▶ **Records for the exercise**
# # # # #
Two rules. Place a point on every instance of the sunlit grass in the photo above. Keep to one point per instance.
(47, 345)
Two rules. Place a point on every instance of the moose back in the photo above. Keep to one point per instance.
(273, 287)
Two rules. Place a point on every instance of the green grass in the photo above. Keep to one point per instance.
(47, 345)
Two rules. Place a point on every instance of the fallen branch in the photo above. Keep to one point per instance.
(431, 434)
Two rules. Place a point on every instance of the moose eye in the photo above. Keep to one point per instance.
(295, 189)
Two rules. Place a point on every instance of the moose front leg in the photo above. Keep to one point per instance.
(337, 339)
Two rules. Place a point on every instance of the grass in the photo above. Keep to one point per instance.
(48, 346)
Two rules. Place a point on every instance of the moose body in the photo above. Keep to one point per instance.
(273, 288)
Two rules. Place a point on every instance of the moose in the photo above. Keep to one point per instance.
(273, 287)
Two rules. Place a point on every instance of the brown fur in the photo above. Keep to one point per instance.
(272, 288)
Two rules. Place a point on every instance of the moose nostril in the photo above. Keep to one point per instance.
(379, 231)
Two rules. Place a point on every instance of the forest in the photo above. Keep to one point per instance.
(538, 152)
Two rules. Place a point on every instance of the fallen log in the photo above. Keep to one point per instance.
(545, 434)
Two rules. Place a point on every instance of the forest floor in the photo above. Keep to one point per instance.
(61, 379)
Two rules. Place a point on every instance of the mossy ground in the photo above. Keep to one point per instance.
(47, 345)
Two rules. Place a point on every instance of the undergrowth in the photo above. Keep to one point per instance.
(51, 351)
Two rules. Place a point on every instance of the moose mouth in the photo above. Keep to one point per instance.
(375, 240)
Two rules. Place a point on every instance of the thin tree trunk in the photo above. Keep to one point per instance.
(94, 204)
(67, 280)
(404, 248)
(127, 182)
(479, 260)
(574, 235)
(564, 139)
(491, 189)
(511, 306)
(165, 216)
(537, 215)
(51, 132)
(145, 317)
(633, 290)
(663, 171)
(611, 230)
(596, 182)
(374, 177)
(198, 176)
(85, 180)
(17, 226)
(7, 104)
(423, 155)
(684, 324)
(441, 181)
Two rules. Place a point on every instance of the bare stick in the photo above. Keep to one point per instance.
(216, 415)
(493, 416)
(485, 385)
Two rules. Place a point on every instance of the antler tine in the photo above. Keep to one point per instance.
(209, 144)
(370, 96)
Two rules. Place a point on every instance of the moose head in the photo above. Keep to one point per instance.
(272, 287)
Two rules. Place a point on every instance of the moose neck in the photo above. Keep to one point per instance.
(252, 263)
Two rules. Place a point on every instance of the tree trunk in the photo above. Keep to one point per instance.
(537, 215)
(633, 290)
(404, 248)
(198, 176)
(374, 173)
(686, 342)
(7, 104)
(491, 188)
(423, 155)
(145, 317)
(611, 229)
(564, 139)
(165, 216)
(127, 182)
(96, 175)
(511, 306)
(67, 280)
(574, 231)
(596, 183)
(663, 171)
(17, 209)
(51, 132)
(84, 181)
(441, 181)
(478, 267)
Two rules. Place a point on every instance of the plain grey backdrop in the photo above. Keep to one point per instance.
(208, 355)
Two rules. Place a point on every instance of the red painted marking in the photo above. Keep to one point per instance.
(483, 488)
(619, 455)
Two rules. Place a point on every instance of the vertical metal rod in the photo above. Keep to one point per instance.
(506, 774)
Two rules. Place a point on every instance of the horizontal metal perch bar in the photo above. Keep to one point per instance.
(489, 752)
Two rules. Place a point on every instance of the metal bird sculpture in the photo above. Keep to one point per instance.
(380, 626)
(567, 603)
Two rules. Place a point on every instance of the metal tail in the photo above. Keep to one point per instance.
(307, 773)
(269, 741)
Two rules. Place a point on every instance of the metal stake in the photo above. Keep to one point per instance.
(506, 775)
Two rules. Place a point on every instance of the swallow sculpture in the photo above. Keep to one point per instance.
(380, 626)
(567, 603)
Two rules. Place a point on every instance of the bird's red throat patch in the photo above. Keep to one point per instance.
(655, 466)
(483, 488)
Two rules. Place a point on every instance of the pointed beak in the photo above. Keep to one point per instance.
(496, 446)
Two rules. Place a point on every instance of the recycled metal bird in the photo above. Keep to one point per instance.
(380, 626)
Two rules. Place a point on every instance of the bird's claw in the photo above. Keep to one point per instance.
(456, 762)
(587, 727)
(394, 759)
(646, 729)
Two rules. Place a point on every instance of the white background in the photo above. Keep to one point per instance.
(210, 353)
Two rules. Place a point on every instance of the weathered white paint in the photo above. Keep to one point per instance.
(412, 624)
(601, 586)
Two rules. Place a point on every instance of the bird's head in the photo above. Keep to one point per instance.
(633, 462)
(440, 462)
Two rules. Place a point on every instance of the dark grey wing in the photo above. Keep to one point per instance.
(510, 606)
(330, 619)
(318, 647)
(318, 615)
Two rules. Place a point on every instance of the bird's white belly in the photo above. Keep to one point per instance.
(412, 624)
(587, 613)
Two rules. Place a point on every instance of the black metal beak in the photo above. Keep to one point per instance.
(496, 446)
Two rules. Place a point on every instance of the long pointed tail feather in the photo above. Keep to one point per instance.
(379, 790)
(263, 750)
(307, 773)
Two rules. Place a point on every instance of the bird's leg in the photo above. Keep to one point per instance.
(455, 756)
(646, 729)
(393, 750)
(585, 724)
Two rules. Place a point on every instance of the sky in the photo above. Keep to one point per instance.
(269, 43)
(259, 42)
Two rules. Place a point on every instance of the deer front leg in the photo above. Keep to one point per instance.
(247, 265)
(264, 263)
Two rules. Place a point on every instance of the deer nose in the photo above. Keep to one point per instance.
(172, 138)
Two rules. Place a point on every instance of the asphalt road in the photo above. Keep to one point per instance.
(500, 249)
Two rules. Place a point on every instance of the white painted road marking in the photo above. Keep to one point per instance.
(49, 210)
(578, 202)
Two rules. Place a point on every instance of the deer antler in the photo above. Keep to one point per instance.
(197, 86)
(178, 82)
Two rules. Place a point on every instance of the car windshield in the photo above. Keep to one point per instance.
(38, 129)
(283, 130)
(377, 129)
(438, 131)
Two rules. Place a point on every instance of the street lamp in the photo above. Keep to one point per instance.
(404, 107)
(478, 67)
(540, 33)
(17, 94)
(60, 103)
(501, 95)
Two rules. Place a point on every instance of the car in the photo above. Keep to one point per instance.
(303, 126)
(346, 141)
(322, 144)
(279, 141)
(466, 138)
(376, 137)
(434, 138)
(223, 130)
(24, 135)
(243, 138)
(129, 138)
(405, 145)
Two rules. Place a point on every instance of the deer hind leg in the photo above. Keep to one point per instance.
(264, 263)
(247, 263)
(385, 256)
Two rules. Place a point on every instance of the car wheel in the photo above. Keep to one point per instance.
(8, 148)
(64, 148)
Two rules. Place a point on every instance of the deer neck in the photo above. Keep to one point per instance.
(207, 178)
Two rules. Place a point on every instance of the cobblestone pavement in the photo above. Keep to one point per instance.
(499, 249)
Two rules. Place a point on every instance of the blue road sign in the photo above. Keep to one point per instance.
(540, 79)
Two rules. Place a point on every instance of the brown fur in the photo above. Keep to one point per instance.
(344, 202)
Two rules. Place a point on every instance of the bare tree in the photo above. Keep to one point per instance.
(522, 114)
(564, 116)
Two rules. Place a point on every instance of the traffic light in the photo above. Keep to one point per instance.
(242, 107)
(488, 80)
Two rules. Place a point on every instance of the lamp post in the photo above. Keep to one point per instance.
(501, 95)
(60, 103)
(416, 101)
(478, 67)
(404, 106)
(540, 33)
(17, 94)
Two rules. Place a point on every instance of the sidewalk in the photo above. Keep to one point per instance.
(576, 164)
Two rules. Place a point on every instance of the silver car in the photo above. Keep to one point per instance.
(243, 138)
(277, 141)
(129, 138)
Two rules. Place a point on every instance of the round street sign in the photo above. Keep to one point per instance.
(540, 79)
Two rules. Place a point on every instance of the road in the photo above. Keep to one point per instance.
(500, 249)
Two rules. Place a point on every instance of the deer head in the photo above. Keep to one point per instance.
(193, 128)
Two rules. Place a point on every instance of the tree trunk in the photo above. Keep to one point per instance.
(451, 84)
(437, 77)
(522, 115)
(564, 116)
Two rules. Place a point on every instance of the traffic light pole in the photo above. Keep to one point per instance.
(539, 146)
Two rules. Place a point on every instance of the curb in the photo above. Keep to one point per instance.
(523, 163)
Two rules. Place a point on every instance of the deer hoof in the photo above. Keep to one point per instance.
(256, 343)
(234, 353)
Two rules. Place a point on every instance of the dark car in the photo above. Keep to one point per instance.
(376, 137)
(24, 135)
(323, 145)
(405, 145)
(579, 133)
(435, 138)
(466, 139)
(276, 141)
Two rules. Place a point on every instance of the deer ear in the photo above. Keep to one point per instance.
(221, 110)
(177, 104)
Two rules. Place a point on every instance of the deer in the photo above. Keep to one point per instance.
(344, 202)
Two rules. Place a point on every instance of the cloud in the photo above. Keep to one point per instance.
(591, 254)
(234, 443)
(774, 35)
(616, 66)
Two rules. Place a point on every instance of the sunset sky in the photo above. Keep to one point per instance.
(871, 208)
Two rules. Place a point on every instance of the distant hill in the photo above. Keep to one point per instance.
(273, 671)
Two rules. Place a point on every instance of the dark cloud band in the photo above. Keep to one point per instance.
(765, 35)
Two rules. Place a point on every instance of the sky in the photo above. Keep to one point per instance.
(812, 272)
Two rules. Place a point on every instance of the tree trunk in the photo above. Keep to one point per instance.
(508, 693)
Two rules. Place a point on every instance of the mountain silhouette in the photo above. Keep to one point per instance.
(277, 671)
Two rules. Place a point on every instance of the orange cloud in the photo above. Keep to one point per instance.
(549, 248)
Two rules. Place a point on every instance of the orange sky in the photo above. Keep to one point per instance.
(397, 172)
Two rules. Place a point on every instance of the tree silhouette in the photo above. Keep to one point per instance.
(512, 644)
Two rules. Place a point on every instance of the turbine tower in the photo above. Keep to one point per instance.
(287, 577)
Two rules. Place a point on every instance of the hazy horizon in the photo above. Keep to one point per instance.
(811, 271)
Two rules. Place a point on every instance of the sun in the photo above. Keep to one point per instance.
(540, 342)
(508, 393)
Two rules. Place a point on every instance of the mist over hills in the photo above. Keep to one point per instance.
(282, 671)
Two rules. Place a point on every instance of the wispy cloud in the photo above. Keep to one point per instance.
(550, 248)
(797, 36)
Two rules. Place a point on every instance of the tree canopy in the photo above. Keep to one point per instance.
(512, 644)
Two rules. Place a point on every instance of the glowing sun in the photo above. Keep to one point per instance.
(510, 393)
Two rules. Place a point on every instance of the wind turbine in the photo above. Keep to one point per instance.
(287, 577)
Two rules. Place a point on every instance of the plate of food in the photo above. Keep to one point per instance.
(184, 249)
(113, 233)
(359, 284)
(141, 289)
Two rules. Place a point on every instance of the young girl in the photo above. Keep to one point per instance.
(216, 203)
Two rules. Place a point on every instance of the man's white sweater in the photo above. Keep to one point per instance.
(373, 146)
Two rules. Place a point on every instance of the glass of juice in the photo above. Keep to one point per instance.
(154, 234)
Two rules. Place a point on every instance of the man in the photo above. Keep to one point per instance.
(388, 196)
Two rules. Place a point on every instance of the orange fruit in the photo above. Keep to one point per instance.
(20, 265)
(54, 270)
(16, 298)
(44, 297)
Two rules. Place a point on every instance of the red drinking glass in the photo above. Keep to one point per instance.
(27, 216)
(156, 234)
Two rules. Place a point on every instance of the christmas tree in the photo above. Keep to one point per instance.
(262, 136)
# # # # #
Make an exact copy of every line from the one with "Two rules. Place a point on every instance of the glass" to the end of the data, with the first and last of those lines included.

▶ **Solution below**
Two rules. Place a point on every instance of the glass of juice in the photo above. Keep to one point per instance.
(154, 234)
Two rules. Place a point on every instance of the man in the photo above. Keep to one point per instance.
(388, 196)
Two rules. Place a point on every instance of the orange fruit in the photo above. Keep to one point per instance.
(20, 265)
(54, 270)
(16, 298)
(44, 297)
Two rules. Place a point on every instance of the red drinking glass in the photo above. Keep to one point per instance.
(27, 216)
(156, 234)
Two rules. Place a point on every instance of the christmas tree in the photo above. Keep to one point per instance.
(262, 136)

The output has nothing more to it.